YOUR INSTRUCTIONS:
Set the following entries down again exactly, line by line.
RECORDS SUPPLIED: Begin
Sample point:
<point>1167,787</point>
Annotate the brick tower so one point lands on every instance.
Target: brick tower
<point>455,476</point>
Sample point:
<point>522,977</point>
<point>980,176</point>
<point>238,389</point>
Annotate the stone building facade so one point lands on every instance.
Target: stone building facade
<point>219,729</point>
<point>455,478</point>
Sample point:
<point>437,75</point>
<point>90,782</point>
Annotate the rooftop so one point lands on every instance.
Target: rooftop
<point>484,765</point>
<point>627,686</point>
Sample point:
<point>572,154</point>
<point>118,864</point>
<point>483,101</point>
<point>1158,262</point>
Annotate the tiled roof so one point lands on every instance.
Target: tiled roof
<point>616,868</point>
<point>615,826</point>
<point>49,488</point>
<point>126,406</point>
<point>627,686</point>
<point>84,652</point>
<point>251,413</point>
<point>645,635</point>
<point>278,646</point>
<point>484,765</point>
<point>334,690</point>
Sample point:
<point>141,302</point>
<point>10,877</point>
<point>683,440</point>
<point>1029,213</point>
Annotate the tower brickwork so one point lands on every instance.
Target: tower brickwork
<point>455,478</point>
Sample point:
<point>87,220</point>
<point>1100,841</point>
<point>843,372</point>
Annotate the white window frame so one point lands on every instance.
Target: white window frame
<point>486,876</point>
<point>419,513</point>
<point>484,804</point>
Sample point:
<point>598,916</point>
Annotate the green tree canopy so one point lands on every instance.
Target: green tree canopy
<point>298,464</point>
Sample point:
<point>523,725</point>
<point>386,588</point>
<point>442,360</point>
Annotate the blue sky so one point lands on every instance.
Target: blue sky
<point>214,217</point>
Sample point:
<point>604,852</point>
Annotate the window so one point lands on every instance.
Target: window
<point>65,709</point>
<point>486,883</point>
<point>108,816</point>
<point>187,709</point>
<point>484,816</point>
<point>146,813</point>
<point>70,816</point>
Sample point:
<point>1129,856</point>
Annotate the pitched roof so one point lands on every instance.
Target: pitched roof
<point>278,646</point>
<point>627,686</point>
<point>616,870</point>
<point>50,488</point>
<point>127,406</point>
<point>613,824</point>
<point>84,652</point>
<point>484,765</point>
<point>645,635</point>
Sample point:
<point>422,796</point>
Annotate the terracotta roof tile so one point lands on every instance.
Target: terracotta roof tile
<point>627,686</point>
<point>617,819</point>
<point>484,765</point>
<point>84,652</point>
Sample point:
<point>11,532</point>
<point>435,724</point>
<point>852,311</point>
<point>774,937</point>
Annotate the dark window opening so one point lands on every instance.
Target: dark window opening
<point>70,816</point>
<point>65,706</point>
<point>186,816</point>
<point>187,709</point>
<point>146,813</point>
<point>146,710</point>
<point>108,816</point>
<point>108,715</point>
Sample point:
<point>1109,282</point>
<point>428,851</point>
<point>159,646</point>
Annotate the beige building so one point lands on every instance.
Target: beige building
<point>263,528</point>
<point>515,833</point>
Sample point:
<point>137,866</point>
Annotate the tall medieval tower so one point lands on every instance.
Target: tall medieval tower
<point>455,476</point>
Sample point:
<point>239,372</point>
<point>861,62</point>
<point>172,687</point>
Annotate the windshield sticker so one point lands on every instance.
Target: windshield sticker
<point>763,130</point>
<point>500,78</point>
RECORDS SUPPLIED: End
ANSWER TO THIS PROBLEM:
Sample point:
<point>1167,787</point>
Annotate the brick tower so one point lands on every instance.
Target: brick tower
<point>455,476</point>
Sample point:
<point>522,977</point>
<point>980,176</point>
<point>238,389</point>
Annotate the stone building facade so one point lands on every instance.
Target: stone building facade
<point>219,729</point>
<point>455,478</point>
Sample point:
<point>437,75</point>
<point>90,782</point>
Annotate the rooftop so one point lands on every instance.
Target: rooftop
<point>484,765</point>
<point>627,686</point>
Sample point:
<point>572,154</point>
<point>118,864</point>
<point>483,101</point>
<point>1158,262</point>
Annotate the tiled roof so one point lands on every instance.
Target: tiled roof
<point>616,868</point>
<point>615,826</point>
<point>49,488</point>
<point>126,406</point>
<point>627,686</point>
<point>84,652</point>
<point>251,413</point>
<point>645,635</point>
<point>278,646</point>
<point>484,765</point>
<point>334,690</point>
Sample point:
<point>141,302</point>
<point>10,877</point>
<point>683,440</point>
<point>1029,213</point>
Annotate the tower brickwork so one point lands on every instance.
Target: tower brickwork
<point>455,478</point>
Sample point:
<point>87,220</point>
<point>1100,841</point>
<point>843,372</point>
Annotate the white window frame so one point lands on every instance.
Target: white window frame
<point>486,876</point>
<point>419,513</point>
<point>484,804</point>
Sample point:
<point>598,916</point>
Annotate the green tree canopy so one point lands on every instance.
Target: green tree canopy
<point>298,464</point>
Sample point:
<point>523,725</point>
<point>386,588</point>
<point>442,360</point>
Annotate the blue sky so one point lands on every instance.
Target: blue sky
<point>214,217</point>
Sample point:
<point>604,852</point>
Annotate the window so one point lands on every instance.
Target: window
<point>65,709</point>
<point>486,883</point>
<point>108,816</point>
<point>187,709</point>
<point>484,816</point>
<point>146,813</point>
<point>70,816</point>
Sample point:
<point>1129,856</point>
Annotate the pitched roof so one point lands on every instance.
Target: pitched roof
<point>278,646</point>
<point>627,686</point>
<point>616,870</point>
<point>50,488</point>
<point>127,406</point>
<point>613,824</point>
<point>84,652</point>
<point>484,765</point>
<point>645,635</point>
Sample point:
<point>422,796</point>
Annotate the terracotta roof tile so one point lands on every instance.
Target: terracotta roof tile
<point>627,686</point>
<point>617,819</point>
<point>484,765</point>
<point>84,652</point>
Sample point:
<point>11,532</point>
<point>435,724</point>
<point>852,311</point>
<point>774,937</point>
Annotate the dark window opening so one point lands on every instance.
Target: dark window opening
<point>70,816</point>
<point>65,706</point>
<point>186,816</point>
<point>187,709</point>
<point>146,813</point>
<point>146,710</point>
<point>108,816</point>
<point>108,715</point>
Sample point:
<point>1109,282</point>
<point>428,851</point>
<point>159,646</point>
Annotate the beige building so one point lands on every instance.
Target: beige building
<point>263,528</point>
<point>515,833</point>
Sample point:
<point>137,866</point>
Annotate the tall medieval tower so one point lands on every instance.
Target: tall medieval tower
<point>455,476</point>
Sample point:
<point>239,372</point>
<point>861,62</point>
<point>172,687</point>
Annotate the windshield sticker so one point lands on every instance.
Target: windshield sticker
<point>763,130</point>
<point>500,78</point>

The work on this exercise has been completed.